## Assignment A
In the passage about the Darrington CLT plan, how many acres is the site the town bought?
## Assignment B
Print the part of the passage about the Darrington CLT plan that begins at the words "Those costs could" and stops after "according to Forterra.".
## Assignment C
Carry on the passage about the Darrington CLT plan from where it stops.

## Passage provided
Rankin zeroed in on CLT not long after the slide (logging was alleged to have played a role in the calamity, though there were slides at the site before logging began), but the plan didn’t coalesce right away. He and the county pitched multiple industry players before Forterra got involved, he said. Even now, the plan is delicately balanced.

Darrington bought and will prep the 94-acre site using about $10 million in federal, state and county funds, with bids for that initial work due two weeks ago.

The town will lease the land to a Forterra entity, which on about 30 acres will build a CLT factory with a small sawmill and a modular-housing factory. The Forterra entity will rent the CLT factory to a joint venture with a German company, and rent the modular factory to a Swiss company.

Those costs could total about $110 million, with Forterra social-impact investors contributing. There are $68 million in loans currently pending, according to Forterra.

## Provided information
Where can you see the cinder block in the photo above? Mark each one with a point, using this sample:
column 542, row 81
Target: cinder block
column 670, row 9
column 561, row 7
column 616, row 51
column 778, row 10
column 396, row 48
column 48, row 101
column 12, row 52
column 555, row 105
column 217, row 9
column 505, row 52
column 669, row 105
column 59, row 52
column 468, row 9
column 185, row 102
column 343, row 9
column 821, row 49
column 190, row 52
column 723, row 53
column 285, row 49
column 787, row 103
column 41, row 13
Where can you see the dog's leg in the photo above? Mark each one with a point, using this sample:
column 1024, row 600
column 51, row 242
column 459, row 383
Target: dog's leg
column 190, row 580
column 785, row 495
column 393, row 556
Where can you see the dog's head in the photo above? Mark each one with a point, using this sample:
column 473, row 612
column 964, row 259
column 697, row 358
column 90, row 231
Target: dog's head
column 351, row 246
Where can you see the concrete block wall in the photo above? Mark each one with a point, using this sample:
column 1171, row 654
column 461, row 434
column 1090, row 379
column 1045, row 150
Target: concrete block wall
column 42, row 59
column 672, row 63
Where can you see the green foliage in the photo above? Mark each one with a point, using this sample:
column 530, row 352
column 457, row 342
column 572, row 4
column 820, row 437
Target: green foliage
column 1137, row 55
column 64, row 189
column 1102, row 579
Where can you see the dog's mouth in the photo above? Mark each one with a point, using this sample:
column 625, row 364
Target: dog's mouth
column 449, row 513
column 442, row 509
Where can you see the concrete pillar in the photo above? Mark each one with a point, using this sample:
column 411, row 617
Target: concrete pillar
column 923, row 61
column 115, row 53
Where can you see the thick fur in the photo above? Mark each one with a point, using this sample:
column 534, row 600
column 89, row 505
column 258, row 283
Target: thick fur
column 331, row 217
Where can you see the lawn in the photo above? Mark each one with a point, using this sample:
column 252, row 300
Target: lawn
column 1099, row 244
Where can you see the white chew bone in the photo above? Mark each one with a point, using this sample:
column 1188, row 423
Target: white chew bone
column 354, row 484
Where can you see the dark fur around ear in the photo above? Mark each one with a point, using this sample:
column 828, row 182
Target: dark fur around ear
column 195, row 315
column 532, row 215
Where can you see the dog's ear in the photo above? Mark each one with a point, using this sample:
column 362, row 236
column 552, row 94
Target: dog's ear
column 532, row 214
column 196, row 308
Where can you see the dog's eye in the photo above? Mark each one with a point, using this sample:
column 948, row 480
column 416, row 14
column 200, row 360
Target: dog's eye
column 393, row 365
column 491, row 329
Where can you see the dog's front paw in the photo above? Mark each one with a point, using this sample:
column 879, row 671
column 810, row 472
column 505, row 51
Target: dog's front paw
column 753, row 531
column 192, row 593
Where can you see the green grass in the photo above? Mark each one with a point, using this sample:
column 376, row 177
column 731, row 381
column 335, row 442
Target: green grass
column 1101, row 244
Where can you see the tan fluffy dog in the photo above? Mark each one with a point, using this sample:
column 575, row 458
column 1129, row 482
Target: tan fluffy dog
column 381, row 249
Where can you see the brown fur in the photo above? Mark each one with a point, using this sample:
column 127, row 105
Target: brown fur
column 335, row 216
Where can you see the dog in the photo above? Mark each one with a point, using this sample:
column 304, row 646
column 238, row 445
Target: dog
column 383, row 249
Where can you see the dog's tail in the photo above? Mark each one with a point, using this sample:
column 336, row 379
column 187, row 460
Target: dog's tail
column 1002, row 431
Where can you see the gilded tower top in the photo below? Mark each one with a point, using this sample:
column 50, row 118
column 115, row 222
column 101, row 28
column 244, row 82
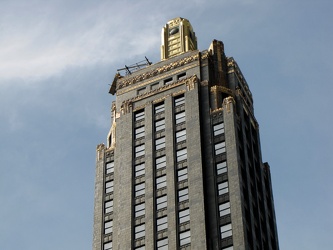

## Written reply A
94 acres

## Written reply B
Those costs could total about $110 million, with Forterra social-impact investors contributing. There are $68 million in loans currently pending, according to Forterra.

## Written reply C
Thirty acres will be conserved, and the rest could be developed for wood-products education and research, though details have yet to solidify. Washington State University would make sense as a partner because the school’s Pullman campus includes a lab stocked with experts and its Snohomish County extension is active in Darrington.

Meanwhile, the town is buzzing about the plan. Jobs are needed, so the project makes sense, as long as the forests are cared for and restored, said Nino Maltos, chairman of the area’s Sauk-Suiattle Indian Tribe.

Tracy Franke, superintendent for the Darrington School District, is thinking the same about the internet project. When COVID-19 shuttered classes in 2020, teachers posted lessons online. But 1 in 3 of their students had to pick up flash drives in person, because they had no or inadequate internet, Franke said.